Consignes:
**a.** Recopiez le passage du texte sur les comédies musicales au cinéma qui commence par « Le résultat – » et se poursuit jusqu'à « comme à Broadway. ».
**b.** Rédigez la suite du texte sur les comédies musicales adaptées au cinéma, à partir de sa dernière phrase.

Les films gèrent cette notion en gardant quasiment tous les numéros musicaux (quelques morceaux sont supprimés pour favoriser la compréhension scénaristique). Acteurs et actrices enregistrent en playback et les dialogues non chantés permettent quelques échanges plus conventionnels. Une façon honorable d’adapter Broadway sans perdre son essence, tout en satisfaisant les codes cinématographiques et les attentes du public.

Johnny Depp et Helena Bonham Carter dans Sweeney Todd, le diabolique barbier de Fleet Street.©Warner Bros. France

Un film de 2012 va plus loin : Les Misérables. L’œuvre de Victor Hugo est tout d’abord adaptée en comédie musicale en 1980, en France, par Michel Schönberg et Alain Boublil, sans rencontrer son public. L’exportation de la pièce à West End en fait un succès unanime et reconnu à travers le monde, toujours à l’affiche depuis 1985 à Londres. En 2012, Tom Hooper se lance dans une adaptation cinématographique ambitieuse avec un postulat unique : l’absolu musical. Les acteurs chantent en live devant la caméra, sans playback. Les morceaux ne sont pas coupés (modifiés parfois, pour des besoins narratifs) et le réalisateur adopte une mise en scène nerveuse, très proche de ses acteurs, pour permettre au spectateur de s’approprier les visages et les émotions, chose plus difficile à faire dans un théâtre.

Le résultat – décrié en France – est fantastique : Les Misérables est un tourbillon d’émotions, de grandeur, qui résonne aussi bien pour les amateurs du spectacle musical que pour ceux de Victor Hugo. L’œuvre s’y prêtait et le parti pris de ne jamais transiger avec les impératifs de la comédie musicale – qui sont la raison de son succès – se retrouve sur grand écran, avec brio. « Ils chantent tout le temps »… Oui, comme à Broadway.

La bande-annonce du film Les Misérables.

De l’écran à la scène ?

Données sur l'emplacement d'objets

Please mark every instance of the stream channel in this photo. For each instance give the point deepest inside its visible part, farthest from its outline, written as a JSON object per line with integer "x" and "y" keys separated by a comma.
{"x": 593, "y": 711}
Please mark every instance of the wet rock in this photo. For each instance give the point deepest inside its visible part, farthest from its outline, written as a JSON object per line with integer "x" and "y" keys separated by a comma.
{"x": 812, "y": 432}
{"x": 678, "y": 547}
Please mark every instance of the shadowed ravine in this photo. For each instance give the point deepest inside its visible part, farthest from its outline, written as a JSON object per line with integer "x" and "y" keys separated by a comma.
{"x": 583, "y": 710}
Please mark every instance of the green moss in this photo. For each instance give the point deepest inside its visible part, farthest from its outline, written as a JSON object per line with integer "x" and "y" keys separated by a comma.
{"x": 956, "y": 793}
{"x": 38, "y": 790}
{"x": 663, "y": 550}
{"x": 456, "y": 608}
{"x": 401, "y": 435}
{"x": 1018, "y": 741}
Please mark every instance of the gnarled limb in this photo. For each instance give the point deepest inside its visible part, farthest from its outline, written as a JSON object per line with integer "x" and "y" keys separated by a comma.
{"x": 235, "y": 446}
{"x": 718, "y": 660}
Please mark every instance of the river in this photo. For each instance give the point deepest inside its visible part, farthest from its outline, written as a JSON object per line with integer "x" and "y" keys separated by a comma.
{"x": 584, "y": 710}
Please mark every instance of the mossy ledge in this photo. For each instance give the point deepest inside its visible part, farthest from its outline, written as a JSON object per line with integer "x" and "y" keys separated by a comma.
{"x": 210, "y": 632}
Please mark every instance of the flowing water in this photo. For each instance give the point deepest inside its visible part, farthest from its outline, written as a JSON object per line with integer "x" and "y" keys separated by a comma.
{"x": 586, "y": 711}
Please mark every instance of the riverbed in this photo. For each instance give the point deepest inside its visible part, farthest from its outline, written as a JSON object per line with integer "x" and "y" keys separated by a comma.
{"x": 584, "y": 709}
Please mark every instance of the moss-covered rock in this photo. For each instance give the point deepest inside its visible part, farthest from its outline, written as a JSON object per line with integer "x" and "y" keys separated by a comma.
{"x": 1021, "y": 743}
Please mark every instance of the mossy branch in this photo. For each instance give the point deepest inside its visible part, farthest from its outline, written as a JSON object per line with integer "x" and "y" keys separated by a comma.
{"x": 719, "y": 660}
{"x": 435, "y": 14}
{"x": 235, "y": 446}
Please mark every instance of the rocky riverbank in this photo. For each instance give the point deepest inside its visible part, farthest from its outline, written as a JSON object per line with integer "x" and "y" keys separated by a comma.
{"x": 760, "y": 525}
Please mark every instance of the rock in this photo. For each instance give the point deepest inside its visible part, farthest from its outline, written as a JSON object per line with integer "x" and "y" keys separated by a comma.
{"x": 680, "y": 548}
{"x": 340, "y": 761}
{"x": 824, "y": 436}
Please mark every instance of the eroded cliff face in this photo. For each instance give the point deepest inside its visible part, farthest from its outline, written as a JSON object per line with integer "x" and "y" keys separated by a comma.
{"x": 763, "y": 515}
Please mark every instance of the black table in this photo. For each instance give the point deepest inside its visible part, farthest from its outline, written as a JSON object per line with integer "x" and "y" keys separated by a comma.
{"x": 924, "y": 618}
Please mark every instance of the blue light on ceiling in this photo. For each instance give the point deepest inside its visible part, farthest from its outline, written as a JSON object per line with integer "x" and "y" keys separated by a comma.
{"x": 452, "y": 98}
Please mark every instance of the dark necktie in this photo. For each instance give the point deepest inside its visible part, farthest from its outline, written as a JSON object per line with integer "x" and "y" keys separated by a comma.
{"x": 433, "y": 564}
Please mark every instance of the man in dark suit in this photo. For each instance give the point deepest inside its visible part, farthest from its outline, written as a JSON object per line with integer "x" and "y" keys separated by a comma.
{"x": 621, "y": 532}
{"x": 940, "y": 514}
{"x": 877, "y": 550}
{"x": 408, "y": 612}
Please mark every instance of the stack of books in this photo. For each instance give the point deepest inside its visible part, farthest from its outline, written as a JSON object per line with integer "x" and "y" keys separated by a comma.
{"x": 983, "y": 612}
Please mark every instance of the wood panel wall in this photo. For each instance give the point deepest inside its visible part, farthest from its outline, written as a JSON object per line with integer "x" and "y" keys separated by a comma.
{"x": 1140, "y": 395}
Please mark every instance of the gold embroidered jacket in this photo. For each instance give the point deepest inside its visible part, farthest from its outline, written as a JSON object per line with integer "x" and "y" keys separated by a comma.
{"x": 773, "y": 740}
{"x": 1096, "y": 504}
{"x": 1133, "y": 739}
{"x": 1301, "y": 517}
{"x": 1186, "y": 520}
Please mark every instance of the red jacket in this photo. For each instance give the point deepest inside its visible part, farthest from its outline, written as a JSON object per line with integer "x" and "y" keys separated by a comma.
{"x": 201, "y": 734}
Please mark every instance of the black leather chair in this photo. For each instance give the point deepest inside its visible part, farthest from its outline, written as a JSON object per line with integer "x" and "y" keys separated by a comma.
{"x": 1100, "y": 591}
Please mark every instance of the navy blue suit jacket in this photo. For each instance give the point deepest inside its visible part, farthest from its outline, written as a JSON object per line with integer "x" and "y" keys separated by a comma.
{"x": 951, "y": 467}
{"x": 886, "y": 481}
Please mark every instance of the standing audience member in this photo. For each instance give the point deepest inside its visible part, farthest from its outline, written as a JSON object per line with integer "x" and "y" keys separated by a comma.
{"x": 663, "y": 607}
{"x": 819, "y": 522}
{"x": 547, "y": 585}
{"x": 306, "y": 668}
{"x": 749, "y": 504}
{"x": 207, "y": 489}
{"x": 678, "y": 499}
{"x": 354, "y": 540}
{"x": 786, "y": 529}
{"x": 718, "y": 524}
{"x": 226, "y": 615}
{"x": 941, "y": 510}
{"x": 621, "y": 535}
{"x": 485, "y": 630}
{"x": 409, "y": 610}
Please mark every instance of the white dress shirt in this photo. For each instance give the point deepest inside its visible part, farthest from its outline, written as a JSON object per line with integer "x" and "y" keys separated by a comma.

Réponses attendues:
**a.**
Le résultat – décrié en France – est fantastique : Les Misérables est un tourbillon d’émotions, de grandeur, qui résonne aussi bien pour les amateurs du spectacle musical que pour ceux de Victor Hugo. L’œuvre s’y prêtait et le parti pris de ne jamais transiger avec les impératifs de la comédie musicale – qui sont la raison de son succès – se retrouve sur grand écran, avec brio. « Ils chantent tout le temps »… Oui, comme à Broadway.

**b.**
Naturellement, le cinéma musical ne s’est pas limité à Broadway pour faire chanter ses personnages. D’excellentes comédies musicales sont nées directement sur grand écran et ont, à leur tour, inspiré les planches. L’exemple le plus flagrant concerne sans doute les studios Disney. Dès 1989 et durant toute la décennie 1990, sous l’impulsion de compositeurs et paroliers directement venus de Broadway (Howard Ashman et Alan Menken notamment), les nouveaux films d’animation Disney reviennent aux chansons et offrent à leurs personnages de grands moments musicaux.

La Petite Sirène (1989) marque un tournant important : c’est le retour de la « I Wish Song », ou la chanson permettant au protagoniste de se confier sur ses vœux et sur ses désirs. Cette notion, directement importée de Broadway, justement, donne une nouvelle aura aux films Disney de la période. Partir là-bas (La Petite Sirène), Belle (La Belle et la Bête, 1991), Le Vaurien (Aladdin, 1992), Au détour de la rivière (Pocahontas, une légende indienne, 1995), Rien qu’un jour (Le Bossu de Notre-Dame, 1996) ou encore Ce Monde qui est le mien (Hercule, 1997) offrent d’iconiques chansons et montrent comment l’héritage de Broadway peut inspirer le cinéma d’une tout autre façon.

Partir là-bas marque un renouveau dans l’animation Disney, et dévoile dès le premier acte toutes les aspirations d’Ariel.©Disney

La boucle est bouclée quand Disney revient une nouvelle fois aux planches. Dès 1993, Disney Theatrical Productions adapte La Belle et la Bête à Broadway, puis Le Roi Lion en 1997 et bien d’autres par la suite, jusqu’à Aladdin en 2011 ou La Reine des neiges en 2017. Dans ce sens, la formule est plus « simple » : les chansons emblématiques des films d’animation sont reprises sur scène, accompagnées de plusieurs titres composés spécialement pour le théâtre.

Le résultat, parfois, transcende le film original. C’est le cas de Newsies en 2011, comédie musicale adaptée du film peu connu Newsies – The News Boys (1992) de Kenny Ortega – avec un Christian Bale chantant au tout début de sa carrière. Si le film est bon, le spectacle est incroyable : les morceaux sont allongés, les chorégraphies spectaculaires et la mise en scène d’une virtuosité brillante. Newsies prouve une chose : scène et écran peuvent se répondre et s’enrichir continuellement.

Bande-annonce de Newsies à Broadway.

Avantages, limites… et après ?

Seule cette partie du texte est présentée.